**What is needed**
Copy out exactly the lines from the one containing "For the evaluation set, tag each instance of the woman" to the end of the records below, both included, and nothing else.

**Exercise inputs**

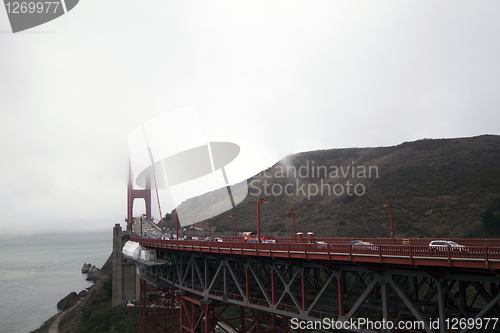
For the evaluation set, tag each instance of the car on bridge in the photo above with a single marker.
(361, 245)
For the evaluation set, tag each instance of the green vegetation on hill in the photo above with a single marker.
(438, 188)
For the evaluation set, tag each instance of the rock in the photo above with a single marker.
(94, 274)
(86, 268)
(68, 301)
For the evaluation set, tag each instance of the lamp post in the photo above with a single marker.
(261, 200)
(293, 222)
(388, 204)
(234, 217)
(177, 211)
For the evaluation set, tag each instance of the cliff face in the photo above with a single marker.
(94, 313)
(438, 188)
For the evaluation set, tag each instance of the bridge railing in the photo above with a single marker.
(329, 251)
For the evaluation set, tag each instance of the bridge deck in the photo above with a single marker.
(478, 257)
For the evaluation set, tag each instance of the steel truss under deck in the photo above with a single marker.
(184, 292)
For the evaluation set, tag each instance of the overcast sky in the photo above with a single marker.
(274, 77)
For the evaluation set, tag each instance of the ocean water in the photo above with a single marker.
(37, 271)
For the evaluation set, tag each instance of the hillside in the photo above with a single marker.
(94, 313)
(438, 188)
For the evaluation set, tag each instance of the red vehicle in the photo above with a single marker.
(251, 237)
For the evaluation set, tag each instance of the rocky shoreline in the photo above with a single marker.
(94, 274)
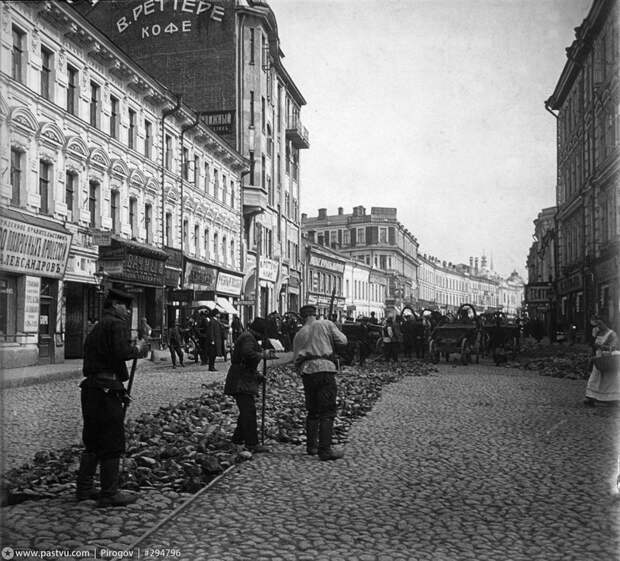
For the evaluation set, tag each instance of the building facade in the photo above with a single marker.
(111, 181)
(225, 58)
(376, 239)
(586, 101)
(324, 280)
(540, 291)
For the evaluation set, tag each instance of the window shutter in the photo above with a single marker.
(391, 236)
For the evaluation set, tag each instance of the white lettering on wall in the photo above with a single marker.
(150, 7)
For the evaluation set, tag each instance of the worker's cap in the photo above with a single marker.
(308, 310)
(258, 325)
(118, 296)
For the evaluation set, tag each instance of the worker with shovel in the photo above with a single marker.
(242, 382)
(104, 398)
(314, 356)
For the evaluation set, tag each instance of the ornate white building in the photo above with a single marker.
(98, 184)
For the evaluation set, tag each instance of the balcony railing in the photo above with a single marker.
(255, 199)
(297, 133)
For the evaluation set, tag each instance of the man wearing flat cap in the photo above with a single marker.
(106, 349)
(313, 350)
(242, 383)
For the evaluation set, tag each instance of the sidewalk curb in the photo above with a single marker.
(39, 379)
(46, 377)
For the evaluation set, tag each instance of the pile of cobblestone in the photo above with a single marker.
(180, 448)
(557, 361)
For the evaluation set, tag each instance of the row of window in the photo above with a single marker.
(363, 290)
(325, 282)
(212, 248)
(220, 190)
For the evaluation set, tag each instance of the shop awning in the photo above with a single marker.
(227, 307)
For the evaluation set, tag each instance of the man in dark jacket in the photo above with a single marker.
(204, 336)
(215, 343)
(242, 383)
(175, 344)
(106, 349)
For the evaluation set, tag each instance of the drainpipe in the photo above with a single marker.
(556, 238)
(166, 113)
(184, 129)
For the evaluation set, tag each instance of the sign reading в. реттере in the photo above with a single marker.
(229, 284)
(140, 13)
(33, 250)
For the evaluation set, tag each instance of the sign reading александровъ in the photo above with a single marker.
(147, 16)
(33, 250)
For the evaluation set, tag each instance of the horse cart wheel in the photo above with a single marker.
(433, 352)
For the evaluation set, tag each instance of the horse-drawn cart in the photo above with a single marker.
(503, 338)
(460, 336)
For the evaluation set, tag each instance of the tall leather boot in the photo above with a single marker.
(86, 477)
(110, 494)
(312, 436)
(326, 451)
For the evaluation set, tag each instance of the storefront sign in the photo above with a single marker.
(180, 295)
(229, 284)
(268, 269)
(142, 268)
(31, 304)
(571, 283)
(538, 292)
(607, 270)
(131, 262)
(174, 265)
(318, 261)
(199, 276)
(33, 250)
(172, 277)
(175, 16)
(101, 237)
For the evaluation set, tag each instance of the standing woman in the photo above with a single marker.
(603, 386)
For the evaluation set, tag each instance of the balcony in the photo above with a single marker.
(254, 200)
(297, 133)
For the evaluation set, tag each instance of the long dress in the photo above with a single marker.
(603, 386)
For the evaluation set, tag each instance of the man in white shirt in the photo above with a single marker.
(313, 350)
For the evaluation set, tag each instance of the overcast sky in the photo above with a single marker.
(435, 107)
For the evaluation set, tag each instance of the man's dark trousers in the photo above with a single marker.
(246, 431)
(320, 391)
(104, 415)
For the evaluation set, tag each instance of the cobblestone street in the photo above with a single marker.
(53, 413)
(475, 462)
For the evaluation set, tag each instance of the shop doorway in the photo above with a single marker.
(47, 321)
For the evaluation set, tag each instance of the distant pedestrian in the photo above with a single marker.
(144, 330)
(242, 382)
(103, 396)
(313, 349)
(391, 343)
(237, 329)
(215, 340)
(175, 344)
(603, 385)
(204, 336)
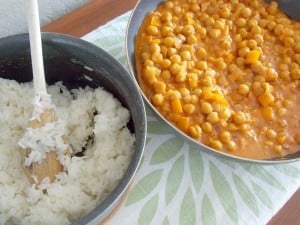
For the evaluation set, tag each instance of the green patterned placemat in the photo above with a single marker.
(177, 184)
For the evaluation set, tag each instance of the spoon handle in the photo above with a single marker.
(33, 20)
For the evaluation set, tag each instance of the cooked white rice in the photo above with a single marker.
(90, 178)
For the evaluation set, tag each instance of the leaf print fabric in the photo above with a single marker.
(178, 184)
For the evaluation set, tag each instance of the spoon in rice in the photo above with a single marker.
(44, 139)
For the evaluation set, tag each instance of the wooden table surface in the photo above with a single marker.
(97, 12)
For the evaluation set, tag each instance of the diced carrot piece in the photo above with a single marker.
(176, 106)
(252, 57)
(155, 21)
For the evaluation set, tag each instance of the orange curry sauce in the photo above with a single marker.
(224, 72)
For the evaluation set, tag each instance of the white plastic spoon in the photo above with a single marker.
(45, 155)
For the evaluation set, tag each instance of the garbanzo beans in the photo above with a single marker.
(224, 72)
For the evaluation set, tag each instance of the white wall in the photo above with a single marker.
(13, 18)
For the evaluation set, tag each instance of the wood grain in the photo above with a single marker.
(89, 17)
(97, 12)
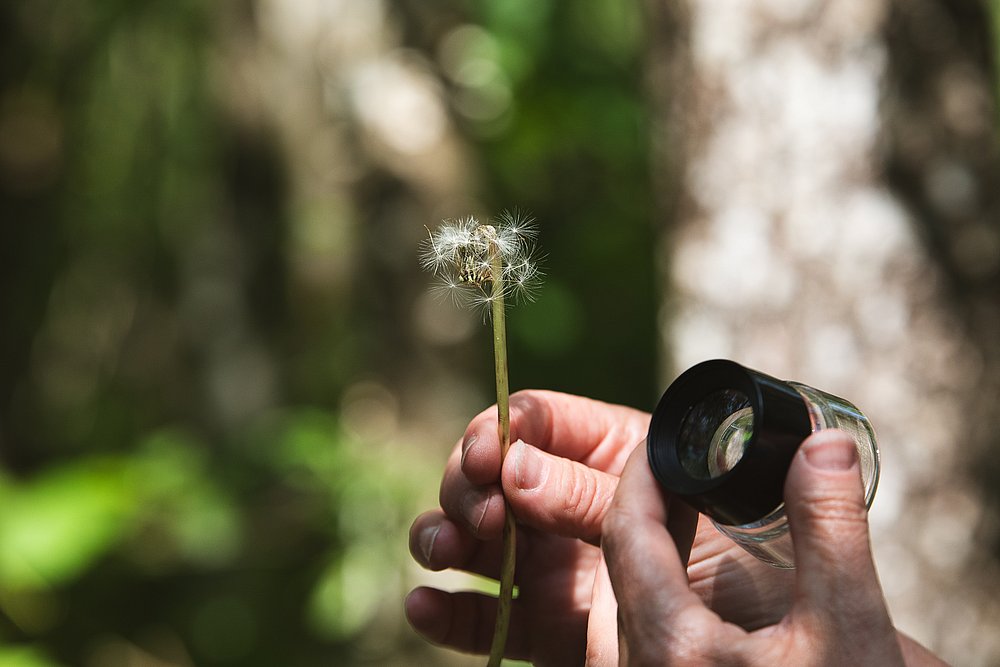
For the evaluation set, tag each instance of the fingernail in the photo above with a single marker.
(427, 537)
(467, 444)
(830, 453)
(474, 506)
(529, 468)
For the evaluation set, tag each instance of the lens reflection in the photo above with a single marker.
(715, 434)
(729, 442)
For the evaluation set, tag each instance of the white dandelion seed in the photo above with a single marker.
(469, 257)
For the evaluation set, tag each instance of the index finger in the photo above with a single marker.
(595, 433)
(647, 568)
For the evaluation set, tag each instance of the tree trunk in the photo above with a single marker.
(789, 249)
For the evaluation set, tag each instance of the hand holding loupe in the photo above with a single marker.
(723, 436)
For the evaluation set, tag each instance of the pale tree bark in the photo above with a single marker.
(789, 249)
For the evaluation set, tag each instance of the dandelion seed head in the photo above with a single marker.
(465, 253)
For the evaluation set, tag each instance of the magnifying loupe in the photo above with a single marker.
(723, 437)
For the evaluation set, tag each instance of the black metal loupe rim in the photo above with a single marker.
(754, 487)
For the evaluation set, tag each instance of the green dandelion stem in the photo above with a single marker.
(503, 430)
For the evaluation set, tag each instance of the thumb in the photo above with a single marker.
(556, 495)
(824, 500)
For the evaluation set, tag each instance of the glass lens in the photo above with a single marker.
(729, 442)
(715, 433)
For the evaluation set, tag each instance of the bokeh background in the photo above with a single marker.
(225, 389)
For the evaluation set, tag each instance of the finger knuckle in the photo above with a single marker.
(584, 500)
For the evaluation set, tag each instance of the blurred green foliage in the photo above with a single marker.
(177, 478)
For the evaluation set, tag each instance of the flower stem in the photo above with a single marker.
(503, 430)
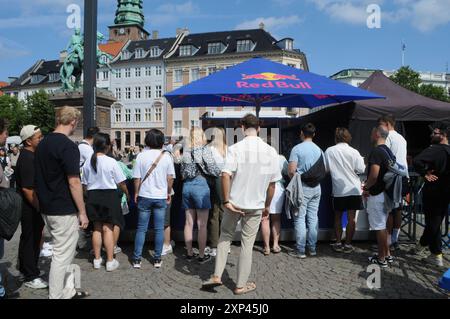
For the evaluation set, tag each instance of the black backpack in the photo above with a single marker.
(10, 212)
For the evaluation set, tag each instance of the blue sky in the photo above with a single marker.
(333, 33)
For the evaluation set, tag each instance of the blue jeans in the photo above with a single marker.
(2, 250)
(145, 207)
(309, 212)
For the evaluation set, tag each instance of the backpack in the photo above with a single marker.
(10, 212)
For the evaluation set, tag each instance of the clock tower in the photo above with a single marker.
(129, 22)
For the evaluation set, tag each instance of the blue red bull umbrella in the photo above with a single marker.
(262, 83)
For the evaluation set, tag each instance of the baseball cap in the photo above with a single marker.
(27, 132)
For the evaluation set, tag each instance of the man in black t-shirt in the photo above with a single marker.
(378, 164)
(61, 201)
(32, 223)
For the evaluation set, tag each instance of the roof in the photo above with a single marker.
(112, 48)
(262, 39)
(404, 104)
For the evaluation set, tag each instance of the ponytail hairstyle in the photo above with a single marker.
(102, 144)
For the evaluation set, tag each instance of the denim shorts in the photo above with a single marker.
(196, 194)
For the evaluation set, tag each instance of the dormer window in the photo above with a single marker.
(126, 55)
(36, 78)
(155, 52)
(53, 77)
(245, 46)
(215, 48)
(139, 53)
(186, 50)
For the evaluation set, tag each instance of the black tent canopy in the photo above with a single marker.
(412, 111)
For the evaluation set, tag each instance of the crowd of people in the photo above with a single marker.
(80, 192)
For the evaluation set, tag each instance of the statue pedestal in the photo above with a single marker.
(104, 100)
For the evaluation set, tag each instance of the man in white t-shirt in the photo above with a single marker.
(398, 145)
(248, 180)
(85, 147)
(344, 164)
(152, 193)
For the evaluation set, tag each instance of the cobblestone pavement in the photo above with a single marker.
(329, 275)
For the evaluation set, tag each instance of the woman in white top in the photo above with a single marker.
(344, 164)
(100, 176)
(276, 208)
(219, 150)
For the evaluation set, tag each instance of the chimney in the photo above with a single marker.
(62, 56)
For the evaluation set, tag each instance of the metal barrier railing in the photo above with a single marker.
(413, 214)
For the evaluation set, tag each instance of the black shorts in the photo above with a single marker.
(347, 203)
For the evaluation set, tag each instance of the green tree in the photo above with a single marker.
(14, 112)
(434, 92)
(408, 78)
(42, 111)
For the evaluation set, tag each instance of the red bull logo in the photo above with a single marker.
(272, 80)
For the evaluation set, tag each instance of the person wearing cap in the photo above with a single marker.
(31, 221)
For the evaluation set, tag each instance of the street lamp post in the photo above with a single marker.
(90, 64)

**Final result**
For the evaluation set, tag each instance of the woman in white top in the photo above with a single marker.
(344, 164)
(100, 176)
(276, 208)
(219, 150)
For the evaluation set, tag each instance of the chimney in the photo above with a single marker.
(62, 56)
For the evaluation set, tag each instance of the metal barrier railing in the photo above with a single marker.
(413, 214)
For the evaluation set, tag each instance of the black shorts in the photo above with a single marker.
(347, 203)
For the evaluation set, tag each instance of the green tree in the photo above with a single marker.
(14, 112)
(434, 92)
(408, 78)
(42, 111)
For the evaluation set, tag each instance of the red bull logo in the photo above with a single marker.
(272, 80)
For the evaluation set, tag each instance of the person wearing cap in the photo above with a single marker.
(31, 221)
For the evaluation set, tag each instance of the street lamp post in the photo above with a single marker.
(90, 64)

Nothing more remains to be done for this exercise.